● **Extract to read**
Asteroid 1950 DA "looks like a good candidate to test the Yarkovsky Effect," he added. "We have a really long base line in time and we are able to predict its orbit over that time."
To use the Yarkovsky Effect to nudge 1950 DA off its course would require doing something on Earth to change the asteroid's surface temperatures.
"I think people will come up with all sorts of creative ideas about that," Spitale said. "For example, if we could cover the surface of the asteroid with one centimeter (half an inch) of dirt, that would plausibly be enough to change the Yarkovsky Effect quite a bit. Of course, that's a lot of dirt and it would probably require a couple of hundred rockets to get it all up there. It would be really expensive."
Another possible solution, Spitale said, would be to "paint" the asteroid's surface white. "That would make a big change to the way the object reflects sunlight. That might require a thickness of only one millimeter or so (less than a 20th of an inch) over the entire surface," he said.
A third solution might be the use of conventional explosives. One rocket might be enough to complete the job, and getting it there would certainly be possible using current space technology.
The last approach would be the cheapest solution, Spitale said. "Unfortunately, you would probably lose most of the debris to space," he said. "However, this approach might alter the character of the surface in some other useful way."
How to push 1950 DA away from the Earthand whether it will ever be necessary to do so depends entirely on the exact physical nature of the asteroid, said Giorgini. "We won't know for sure whether this asteroid is on a collision course until we can determine which way its north pole is pointing."
Current calculations are based on all the possibilities, and the outcome of these scenarios, he noted, ranges from a zero to 0.33 percent probability that there will be a convergence in the orbits of Earth and the asteroid.
Host of Factors
This is the first time such a wide array of factors has been taken into account in predicting an asteroid's orbit, Giorgini said.

● **Dataset extract**

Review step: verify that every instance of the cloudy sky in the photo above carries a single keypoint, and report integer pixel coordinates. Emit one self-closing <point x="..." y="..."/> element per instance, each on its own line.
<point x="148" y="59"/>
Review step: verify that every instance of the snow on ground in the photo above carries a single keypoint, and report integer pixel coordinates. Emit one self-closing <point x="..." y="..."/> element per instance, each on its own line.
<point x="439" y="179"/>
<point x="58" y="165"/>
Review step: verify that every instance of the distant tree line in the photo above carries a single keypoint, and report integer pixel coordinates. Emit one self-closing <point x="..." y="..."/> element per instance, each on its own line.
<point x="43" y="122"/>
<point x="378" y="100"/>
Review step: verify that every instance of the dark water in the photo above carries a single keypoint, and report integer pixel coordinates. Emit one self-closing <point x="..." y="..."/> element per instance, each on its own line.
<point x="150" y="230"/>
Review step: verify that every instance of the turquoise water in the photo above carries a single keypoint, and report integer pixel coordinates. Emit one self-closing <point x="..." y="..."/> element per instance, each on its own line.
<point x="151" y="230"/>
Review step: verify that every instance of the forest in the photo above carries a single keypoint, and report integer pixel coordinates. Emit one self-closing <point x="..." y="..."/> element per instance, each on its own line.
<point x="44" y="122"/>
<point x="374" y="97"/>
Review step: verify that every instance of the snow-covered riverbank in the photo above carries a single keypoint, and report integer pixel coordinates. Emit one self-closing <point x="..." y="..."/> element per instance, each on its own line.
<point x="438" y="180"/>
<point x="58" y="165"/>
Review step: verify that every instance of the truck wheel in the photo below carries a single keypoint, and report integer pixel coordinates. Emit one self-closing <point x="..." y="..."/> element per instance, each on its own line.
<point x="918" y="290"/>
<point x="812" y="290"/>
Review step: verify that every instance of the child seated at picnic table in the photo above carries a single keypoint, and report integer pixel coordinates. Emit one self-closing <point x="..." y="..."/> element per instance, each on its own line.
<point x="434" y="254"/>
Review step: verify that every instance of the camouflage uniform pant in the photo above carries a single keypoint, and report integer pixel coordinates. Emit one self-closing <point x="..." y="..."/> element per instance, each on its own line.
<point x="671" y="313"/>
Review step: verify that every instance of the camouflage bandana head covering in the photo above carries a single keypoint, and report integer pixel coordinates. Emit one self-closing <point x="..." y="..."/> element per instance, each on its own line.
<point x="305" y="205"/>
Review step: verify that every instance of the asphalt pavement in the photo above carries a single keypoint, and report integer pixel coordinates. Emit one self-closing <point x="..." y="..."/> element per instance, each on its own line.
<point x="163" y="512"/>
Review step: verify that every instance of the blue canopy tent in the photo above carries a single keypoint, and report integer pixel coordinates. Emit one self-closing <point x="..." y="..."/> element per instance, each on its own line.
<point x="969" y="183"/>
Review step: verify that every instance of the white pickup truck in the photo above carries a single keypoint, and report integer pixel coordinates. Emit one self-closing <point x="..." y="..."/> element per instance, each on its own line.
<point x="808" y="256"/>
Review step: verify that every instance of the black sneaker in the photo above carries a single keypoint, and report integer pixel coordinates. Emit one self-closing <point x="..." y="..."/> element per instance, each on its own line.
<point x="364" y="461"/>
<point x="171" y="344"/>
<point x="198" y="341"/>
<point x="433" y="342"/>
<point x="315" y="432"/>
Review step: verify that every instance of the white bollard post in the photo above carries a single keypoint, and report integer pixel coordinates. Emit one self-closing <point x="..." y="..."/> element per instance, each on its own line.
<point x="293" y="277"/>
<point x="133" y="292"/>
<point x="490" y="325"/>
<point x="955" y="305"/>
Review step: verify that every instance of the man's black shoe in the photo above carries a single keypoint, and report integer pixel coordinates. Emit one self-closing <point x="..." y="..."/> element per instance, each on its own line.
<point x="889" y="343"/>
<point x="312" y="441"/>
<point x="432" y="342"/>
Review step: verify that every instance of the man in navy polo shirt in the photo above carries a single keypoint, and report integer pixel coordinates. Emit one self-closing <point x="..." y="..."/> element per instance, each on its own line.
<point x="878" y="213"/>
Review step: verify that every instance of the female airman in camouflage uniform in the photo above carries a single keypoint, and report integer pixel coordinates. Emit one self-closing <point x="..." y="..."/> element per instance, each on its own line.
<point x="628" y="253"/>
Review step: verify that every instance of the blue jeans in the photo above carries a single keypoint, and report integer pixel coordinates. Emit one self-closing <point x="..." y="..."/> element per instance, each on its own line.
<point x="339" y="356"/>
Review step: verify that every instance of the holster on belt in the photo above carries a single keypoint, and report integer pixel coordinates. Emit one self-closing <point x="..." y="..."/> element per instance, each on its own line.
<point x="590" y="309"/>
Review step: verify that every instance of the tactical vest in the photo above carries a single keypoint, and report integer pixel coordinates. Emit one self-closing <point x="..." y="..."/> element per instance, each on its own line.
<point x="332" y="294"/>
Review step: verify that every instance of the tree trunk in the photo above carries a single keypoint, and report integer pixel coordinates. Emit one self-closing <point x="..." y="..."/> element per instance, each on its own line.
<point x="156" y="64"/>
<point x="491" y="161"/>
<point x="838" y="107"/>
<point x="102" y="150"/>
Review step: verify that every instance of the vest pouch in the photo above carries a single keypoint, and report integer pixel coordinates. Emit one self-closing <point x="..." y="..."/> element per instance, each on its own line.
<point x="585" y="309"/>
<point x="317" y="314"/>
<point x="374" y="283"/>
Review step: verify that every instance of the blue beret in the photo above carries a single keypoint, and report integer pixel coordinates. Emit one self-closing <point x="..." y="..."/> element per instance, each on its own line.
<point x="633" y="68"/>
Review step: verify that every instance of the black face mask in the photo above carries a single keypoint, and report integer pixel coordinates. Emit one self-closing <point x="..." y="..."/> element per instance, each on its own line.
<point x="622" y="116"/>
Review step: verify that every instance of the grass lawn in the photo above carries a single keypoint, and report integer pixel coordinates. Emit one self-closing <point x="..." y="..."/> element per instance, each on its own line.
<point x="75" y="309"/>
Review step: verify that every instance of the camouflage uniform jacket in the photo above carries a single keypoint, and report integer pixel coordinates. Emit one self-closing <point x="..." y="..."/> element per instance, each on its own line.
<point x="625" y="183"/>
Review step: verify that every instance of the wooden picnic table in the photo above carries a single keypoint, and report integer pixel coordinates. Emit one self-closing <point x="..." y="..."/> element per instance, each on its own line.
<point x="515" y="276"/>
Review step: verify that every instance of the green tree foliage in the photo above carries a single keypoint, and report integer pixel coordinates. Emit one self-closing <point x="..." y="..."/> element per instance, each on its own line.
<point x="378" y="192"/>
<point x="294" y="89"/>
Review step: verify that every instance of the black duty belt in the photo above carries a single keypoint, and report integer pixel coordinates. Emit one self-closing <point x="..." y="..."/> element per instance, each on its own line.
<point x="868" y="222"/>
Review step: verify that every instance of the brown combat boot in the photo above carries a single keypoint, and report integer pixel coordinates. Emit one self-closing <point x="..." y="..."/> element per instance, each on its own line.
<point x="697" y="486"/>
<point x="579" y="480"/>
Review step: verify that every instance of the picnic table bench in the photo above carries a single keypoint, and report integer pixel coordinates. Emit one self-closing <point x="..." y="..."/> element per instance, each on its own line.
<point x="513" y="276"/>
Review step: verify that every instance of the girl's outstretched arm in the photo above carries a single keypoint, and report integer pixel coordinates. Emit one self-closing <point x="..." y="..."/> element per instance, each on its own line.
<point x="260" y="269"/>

● **Work instruction**
Continue the article about asteroid 1950 DA from its last sentence. You can leave the material aside.

● **Response below**
He and the other researchers looked at not only the asteroid but also factors such as the gravitational influence of other asteroids, the shape of the sun, and the effect of solar wind (the forces created by light and heat from the sun).
Until now, 1950 DA had been seen only twiceonce in 1950 and again on December 31, 2000. Although the asteroid orbits the sun once every 2.2 years, its orbit is close to that of Earth only about once in every 51 years.
The asteroid can be seen visually through telescopes as a moving point of light. Only through radar, however, can scientists determine the nature of its surface and how it spins.
Because the asteroid needs to be fairly close to Earth for radar to be effective, opportunities to study it with this technology are rare. Astronomers can use telescopes to observe the asteroid at greater distances before it fades from view.
The next time scientists will be able to use radar to study the asteroid will be in 2032. But Giorgini said astronomers will get an optical view of the asteroid in about five or six years, when there may be an opportunity to learn more about its physical aspects.
"We need to know how it spins, its mass, its exact shape, and the patterns of darkness and lightness on its surface," Giorgini said. "If we can't get this information from our telescopes, then the only way to do it will be to send a spacecraft to go and take a look at it."